**Text**
* * * * * * *

So let's look at these passages individually and see how they fit into the whole message about salvation.

1. Let's address the first two passages together: 1 Timothy 2:3-4 and 2 Peter 3:9.

These verses talk about God's desires, but we cannot equate God's desires with God's final purposes. God hates sin. Everyone who sins does so against God's desires (e.g., Psalm 78:40). This is the message throughout Scripture. Sometimes even Christians quench and grieve God's Spirit (1 Thessalonians 5:19; Ephesians 4:30).

God's desires are very often not fulfilled, but His purposes will prevail; and He has purposed to reward the repentant with eternal life and punish the wicked in hell.

To read more about this belief with multiple Scripture references, see Denying the Overall Message

2. Romans 11:32   

These 6 passages are misused by those who teach universal salvation. See what they actually teach.

* * * * * * *

**Exercise data**
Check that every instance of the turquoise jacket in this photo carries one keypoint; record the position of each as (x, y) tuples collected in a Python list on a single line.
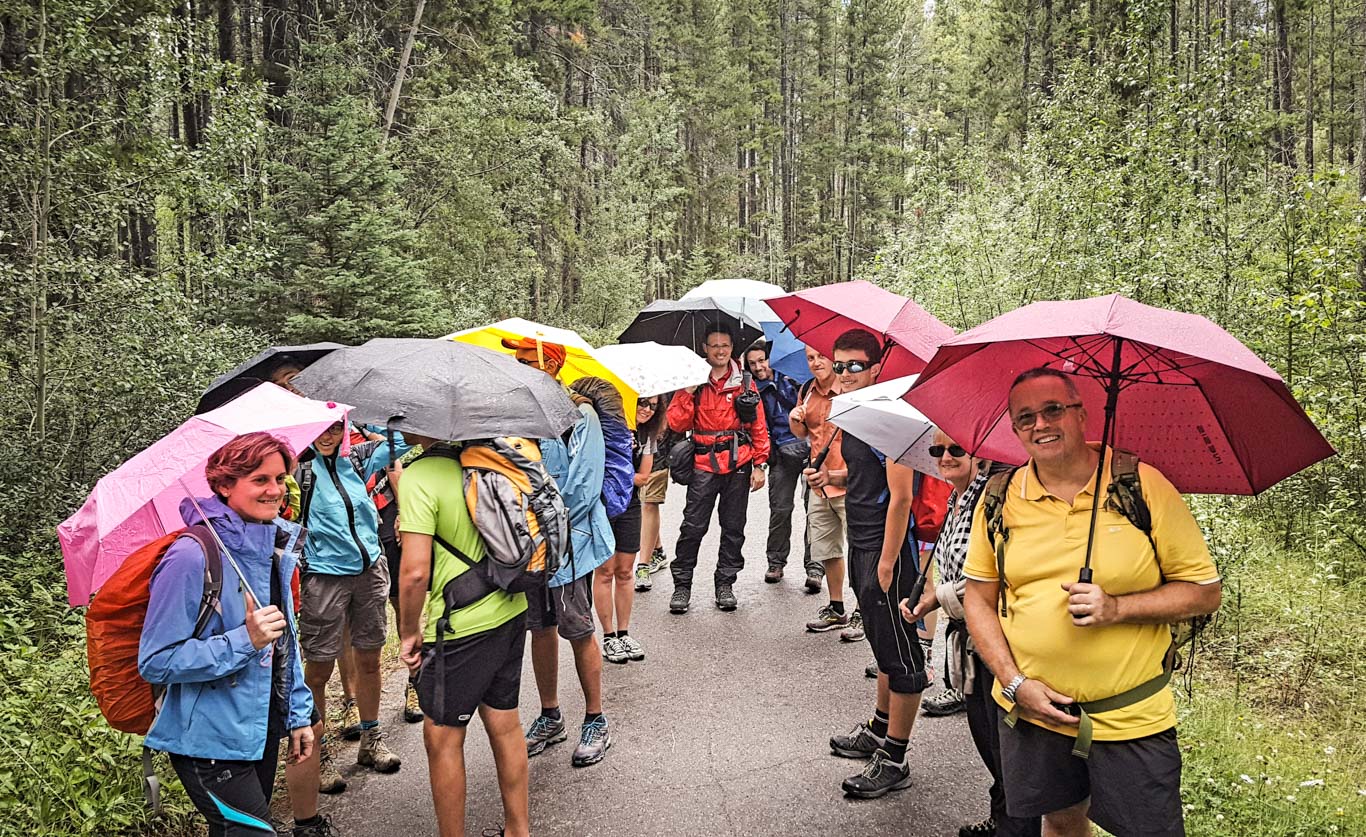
[(217, 684), (577, 469), (342, 522)]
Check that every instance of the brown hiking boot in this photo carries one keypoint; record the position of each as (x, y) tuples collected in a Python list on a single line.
[(329, 781), (411, 710), (374, 753)]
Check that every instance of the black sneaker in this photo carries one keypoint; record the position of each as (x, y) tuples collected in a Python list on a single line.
[(726, 597), (678, 602), (880, 777), (985, 828), (859, 743)]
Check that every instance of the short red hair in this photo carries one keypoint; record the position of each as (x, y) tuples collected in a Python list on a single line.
[(242, 456)]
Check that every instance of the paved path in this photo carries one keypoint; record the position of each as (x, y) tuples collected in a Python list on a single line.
[(720, 731)]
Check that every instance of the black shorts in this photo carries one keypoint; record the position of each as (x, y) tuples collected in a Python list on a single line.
[(1135, 787), (894, 641), (626, 527), (473, 671), (234, 796)]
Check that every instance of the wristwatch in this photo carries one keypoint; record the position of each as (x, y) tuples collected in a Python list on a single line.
[(1008, 692)]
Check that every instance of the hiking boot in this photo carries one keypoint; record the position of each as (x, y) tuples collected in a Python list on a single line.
[(411, 709), (944, 703), (879, 777), (726, 597), (329, 781), (614, 650), (985, 828), (678, 602), (376, 754), (827, 620), (858, 743), (350, 721), (323, 828), (593, 743), (542, 732), (854, 632), (633, 649)]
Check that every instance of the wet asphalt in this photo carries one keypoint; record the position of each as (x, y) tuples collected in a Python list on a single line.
[(723, 729)]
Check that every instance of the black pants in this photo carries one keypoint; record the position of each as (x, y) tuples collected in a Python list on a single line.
[(234, 796), (706, 488), (981, 724), (784, 467)]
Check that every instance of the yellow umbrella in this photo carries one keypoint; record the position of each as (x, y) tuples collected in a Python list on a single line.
[(579, 359)]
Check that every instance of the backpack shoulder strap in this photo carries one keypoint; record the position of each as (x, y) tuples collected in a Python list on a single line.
[(993, 511)]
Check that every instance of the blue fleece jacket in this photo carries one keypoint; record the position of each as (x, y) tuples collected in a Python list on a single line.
[(217, 684)]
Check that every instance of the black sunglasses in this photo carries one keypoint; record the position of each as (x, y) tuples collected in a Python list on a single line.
[(853, 366)]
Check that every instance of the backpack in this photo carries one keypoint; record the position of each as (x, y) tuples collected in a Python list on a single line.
[(519, 514), (619, 463), (114, 632), (929, 507), (1124, 494)]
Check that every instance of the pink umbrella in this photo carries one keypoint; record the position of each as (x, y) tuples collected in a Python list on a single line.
[(818, 316), (140, 500), (1180, 392)]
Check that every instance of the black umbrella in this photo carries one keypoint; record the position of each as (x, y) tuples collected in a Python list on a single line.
[(228, 385), (686, 321), (448, 391)]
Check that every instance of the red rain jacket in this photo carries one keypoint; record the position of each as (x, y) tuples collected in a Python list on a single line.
[(715, 421)]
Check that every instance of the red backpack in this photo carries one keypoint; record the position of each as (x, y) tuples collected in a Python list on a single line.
[(114, 628), (929, 507)]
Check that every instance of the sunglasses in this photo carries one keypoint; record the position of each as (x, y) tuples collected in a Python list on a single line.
[(1052, 413), (853, 366)]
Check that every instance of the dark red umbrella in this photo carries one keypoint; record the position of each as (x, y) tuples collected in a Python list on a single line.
[(818, 316), (1180, 392)]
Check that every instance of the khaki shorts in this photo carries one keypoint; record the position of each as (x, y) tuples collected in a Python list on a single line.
[(333, 601), (825, 527), (656, 486)]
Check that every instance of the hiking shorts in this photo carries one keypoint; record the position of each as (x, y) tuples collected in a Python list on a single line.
[(331, 602), (568, 608), (895, 645), (656, 486), (1134, 787), (471, 671), (825, 526)]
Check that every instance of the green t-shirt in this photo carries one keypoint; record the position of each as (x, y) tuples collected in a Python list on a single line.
[(432, 501)]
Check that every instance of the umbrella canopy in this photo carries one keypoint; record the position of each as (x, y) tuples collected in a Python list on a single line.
[(443, 389), (581, 359), (685, 322), (260, 367), (1189, 398), (880, 417), (653, 369), (818, 316), (140, 501)]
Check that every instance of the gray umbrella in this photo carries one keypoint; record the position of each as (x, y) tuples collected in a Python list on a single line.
[(444, 389)]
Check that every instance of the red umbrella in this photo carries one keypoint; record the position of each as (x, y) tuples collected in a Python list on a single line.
[(1180, 392), (818, 316)]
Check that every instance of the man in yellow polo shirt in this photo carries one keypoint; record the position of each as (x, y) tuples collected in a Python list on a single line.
[(474, 665), (1064, 642)]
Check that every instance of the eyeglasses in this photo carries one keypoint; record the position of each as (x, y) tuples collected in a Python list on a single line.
[(853, 366), (1052, 413)]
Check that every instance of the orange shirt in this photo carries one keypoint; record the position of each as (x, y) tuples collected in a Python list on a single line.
[(820, 432)]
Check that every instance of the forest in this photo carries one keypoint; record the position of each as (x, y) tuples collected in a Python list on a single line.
[(185, 182)]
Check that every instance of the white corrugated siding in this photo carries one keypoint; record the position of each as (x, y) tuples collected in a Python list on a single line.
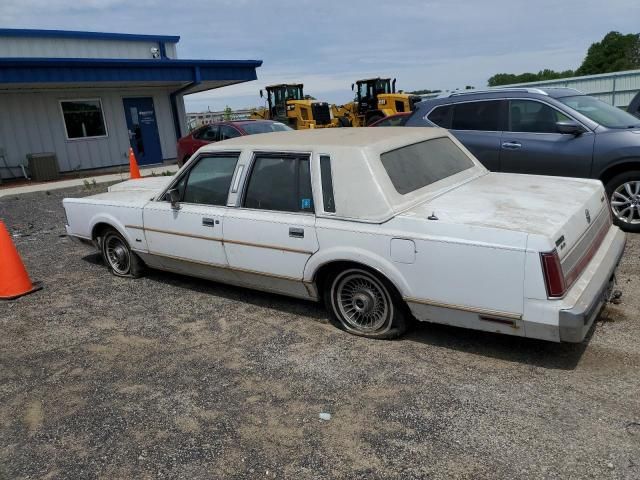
[(31, 122), (79, 48)]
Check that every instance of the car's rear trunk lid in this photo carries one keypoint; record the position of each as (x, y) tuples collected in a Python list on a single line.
[(570, 212)]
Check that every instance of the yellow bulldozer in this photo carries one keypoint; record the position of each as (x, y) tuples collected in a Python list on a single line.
[(286, 103), (375, 98)]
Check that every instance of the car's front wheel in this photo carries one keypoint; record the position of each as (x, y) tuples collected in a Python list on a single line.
[(118, 255), (624, 197), (363, 303)]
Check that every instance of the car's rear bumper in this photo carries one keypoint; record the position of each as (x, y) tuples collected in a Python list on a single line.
[(574, 323)]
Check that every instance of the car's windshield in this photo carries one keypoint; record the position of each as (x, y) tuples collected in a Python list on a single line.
[(601, 112), (264, 127)]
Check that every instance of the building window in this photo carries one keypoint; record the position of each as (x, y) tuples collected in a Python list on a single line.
[(83, 118)]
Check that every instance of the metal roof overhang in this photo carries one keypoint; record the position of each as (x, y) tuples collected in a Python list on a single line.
[(183, 76), (190, 76)]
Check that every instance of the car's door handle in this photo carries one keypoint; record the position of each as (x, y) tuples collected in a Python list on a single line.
[(296, 232), (512, 145)]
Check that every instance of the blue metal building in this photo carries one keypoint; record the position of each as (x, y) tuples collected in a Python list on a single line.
[(88, 96)]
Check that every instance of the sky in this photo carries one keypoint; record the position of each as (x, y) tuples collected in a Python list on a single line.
[(328, 44)]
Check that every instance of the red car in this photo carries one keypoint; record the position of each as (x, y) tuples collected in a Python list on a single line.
[(217, 131)]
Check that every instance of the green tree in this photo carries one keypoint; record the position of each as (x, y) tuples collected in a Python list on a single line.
[(614, 53), (228, 113), (509, 78)]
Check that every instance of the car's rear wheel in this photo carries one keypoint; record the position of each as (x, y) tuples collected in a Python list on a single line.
[(363, 303), (118, 256), (624, 197)]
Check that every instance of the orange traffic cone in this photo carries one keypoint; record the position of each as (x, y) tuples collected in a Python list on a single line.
[(14, 279), (133, 165)]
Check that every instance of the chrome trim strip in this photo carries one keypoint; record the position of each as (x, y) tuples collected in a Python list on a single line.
[(479, 311), (216, 239), (225, 267), (169, 232), (271, 247)]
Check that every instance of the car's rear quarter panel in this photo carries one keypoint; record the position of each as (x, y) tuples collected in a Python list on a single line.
[(486, 273)]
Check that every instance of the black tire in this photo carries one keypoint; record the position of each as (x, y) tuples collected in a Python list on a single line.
[(626, 214), (344, 122), (374, 119), (370, 298), (117, 255)]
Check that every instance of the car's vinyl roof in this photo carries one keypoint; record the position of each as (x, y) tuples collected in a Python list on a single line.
[(338, 137)]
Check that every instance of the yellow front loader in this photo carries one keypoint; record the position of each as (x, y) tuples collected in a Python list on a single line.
[(375, 98), (286, 103)]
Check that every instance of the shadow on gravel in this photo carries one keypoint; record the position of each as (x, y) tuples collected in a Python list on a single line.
[(230, 292), (558, 356)]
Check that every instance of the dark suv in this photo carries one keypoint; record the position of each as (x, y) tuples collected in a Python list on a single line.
[(547, 131)]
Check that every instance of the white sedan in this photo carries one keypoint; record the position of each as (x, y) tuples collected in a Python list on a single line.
[(381, 224)]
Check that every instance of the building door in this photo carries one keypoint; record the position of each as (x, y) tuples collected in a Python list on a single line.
[(143, 130)]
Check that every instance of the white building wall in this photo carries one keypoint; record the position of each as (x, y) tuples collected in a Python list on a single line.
[(13, 47), (31, 122)]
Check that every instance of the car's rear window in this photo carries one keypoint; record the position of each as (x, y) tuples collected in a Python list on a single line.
[(264, 127), (415, 166)]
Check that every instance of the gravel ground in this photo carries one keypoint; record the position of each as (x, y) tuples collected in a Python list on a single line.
[(173, 377)]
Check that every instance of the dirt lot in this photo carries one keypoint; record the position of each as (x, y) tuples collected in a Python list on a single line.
[(173, 377)]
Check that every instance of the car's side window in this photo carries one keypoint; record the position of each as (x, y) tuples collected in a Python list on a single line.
[(280, 182), (535, 117), (228, 132), (208, 181), (209, 134), (483, 116), (327, 184), (441, 116)]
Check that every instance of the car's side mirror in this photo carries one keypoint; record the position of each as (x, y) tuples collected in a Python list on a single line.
[(569, 127), (174, 198)]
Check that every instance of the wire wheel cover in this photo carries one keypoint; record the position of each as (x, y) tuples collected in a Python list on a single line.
[(625, 202), (117, 254), (363, 302)]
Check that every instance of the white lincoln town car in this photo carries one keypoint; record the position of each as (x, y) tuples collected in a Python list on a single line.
[(379, 223)]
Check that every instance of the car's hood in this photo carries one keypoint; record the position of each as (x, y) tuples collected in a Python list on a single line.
[(148, 184), (533, 204)]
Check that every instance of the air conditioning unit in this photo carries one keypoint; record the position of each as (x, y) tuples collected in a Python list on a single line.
[(43, 166)]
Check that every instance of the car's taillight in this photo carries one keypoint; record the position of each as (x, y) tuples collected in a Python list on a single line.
[(553, 276)]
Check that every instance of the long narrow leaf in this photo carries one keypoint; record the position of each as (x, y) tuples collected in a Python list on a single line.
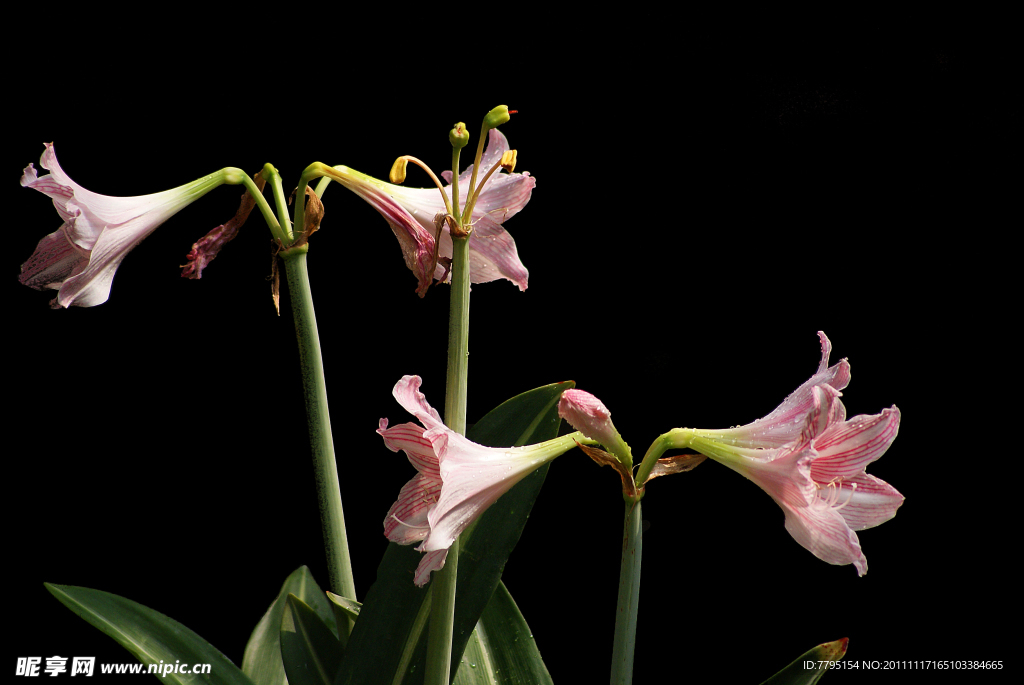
[(150, 636), (309, 650), (262, 658), (502, 650), (810, 666)]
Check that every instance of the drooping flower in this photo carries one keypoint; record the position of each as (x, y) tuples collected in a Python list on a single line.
[(412, 214), (80, 258), (456, 478), (818, 478), (785, 422)]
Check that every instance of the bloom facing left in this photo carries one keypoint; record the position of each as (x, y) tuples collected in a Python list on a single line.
[(80, 258), (456, 479)]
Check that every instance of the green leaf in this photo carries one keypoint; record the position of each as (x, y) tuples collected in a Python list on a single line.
[(502, 650), (389, 639), (818, 658), (343, 607), (310, 651), (262, 658), (148, 635)]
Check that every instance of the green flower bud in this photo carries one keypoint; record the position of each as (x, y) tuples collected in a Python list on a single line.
[(496, 117), (397, 174), (459, 136)]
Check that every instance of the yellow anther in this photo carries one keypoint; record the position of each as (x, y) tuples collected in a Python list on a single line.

* * * * * * *

**What the task requires**
Retype the text on salvation, everything from "These verses talk" down to "wicked in hell.", with no changes.

**Your solution**
These verses talk about God's desires, but we cannot equate God's desires with God's final purposes. God hates sin. Everyone who sins does so against God's desires (e.g., Psalm 78:40). This is the message throughout Scripture. Sometimes even Christians quench and grieve God's Spirit (1 Thessalonians 5:19; Ephesians 4:30).

God's desires are very often not fulfilled, but His purposes will prevail; and He has purposed to reward the repentant with eternal life and punish the wicked in hell.